(WHAT IS NEEDED)
Continue the forum thread about building a boat hull by stretching a spandex skin over a frame, starting right after its last line.

(READING PASSAGE)
# spandex boat???



## [email protected] (Jul 23, 2010)

http://www.youtube.com/watch?v=2dN_xX9WIP4&feature=related


----------



## Brett (Jul 16, 2008)

Skin over frame construction has been around forever.
Keeping the skin taut while applying fiberglass is the hard part.
If the skin sags, the finished shape of your hull won't look right.


----------



## [email protected] (Jul 23, 2010)

yea that wouldent be good im gonna do a couple small scale tests before i go broke spending all of my money on glass and resins just for it to be a waist.....i was thinking about just getting the shape just right and putting alot of matte glass on the inside and i could go over the outside of the hull with finishglass or bondo


----------



## Brett (Jul 16, 2008)

Another technique would be a one-off plywood mold.
Build your framework.
Skin it in cheap plywood, seal it with a coat of resin.
Wax it, and lay glass over the outside.
Fast easy method of construction.


----------



## [email protected] (Jul 23, 2010)

both would be about the same price to make both of them but making the mold would be a little more labor intencive


----------



## firecat1981 (Nov 27, 2007)

(DATASET SECTION)
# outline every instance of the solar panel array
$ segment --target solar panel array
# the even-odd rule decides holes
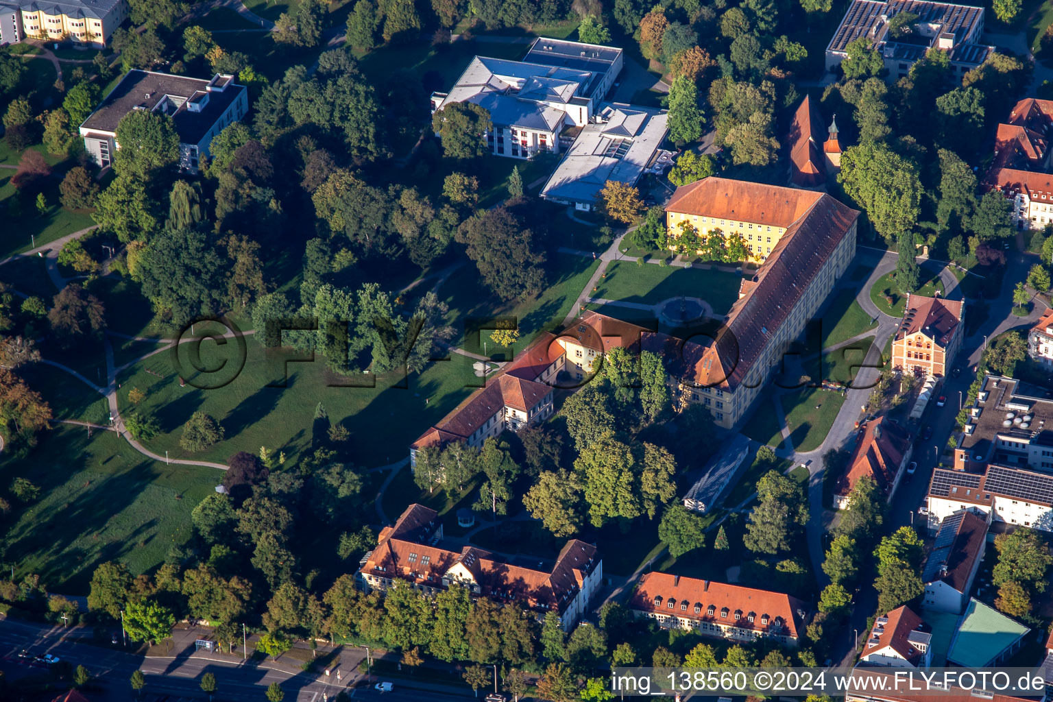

(ANSWER TO THIS TASK)
You can do the fleece over frame meathod, but after you get the shape you will need alot more resin and glass then you would with a stitch and glue boat because the glass will be the only real structural member. The speaker boxes that these are used for are good for taking vibration but not really meant to handle weight, atleast the ones I've helped build in the past. So in the end it will cost alot more and because of all the extra resin and fairing it will end up taking alot more time too.

If you are intent on building, do like Brian, Brett and myself did when we build our boats. Heres the links to the builds:

http://www.microskiff.com/cgi-bin/yabb2/YaBB.pl?num=1233676948

http://www.microskiff.com/cgi-bin/yabb2/YaBB.pl?num=1216352720

http://www.microskiff.com/cgi-bin/yabb2/YaBB.pl?num=1247960551

From your other post it seems you are just looking for a small skiff to fish the flats and protected waters, if so check out these boats too:
http://www.bateau.com/categories.php

These plans are tried and tested and if you buy the plans you can put them together very quickly and some very cheaply like this one:
http://www.bateau.com/studyplans/FS12_study.htm?prod=FS12


----------



## [email protected] (Jul 23, 2010)

im gonna have to look into that 

i got bored this morning and cut up a t-shirt and got some veneer and put this together


----------



## firecat1981 (Nov 27, 2007)

I like the shape, but I'd do less severe of a v if you are fishing the flats. The issues will be the ribs, see how it raises up a little no matter how tight you pull it I bet you will still not be able to get it to flatten out very well, after it is glassed it will take a ton of grinding saning and fairing to smooth it out. Natuarally the more work required the more money. Now if you make the same frame work and cover it with foam then it might work out ok, but again will take a bunch of money. If you cover it with Luan, assuming the curves aren't to extreme, then you will need much less glass and save alot of money and time.


----------



## [email protected] (Jul 23, 2010)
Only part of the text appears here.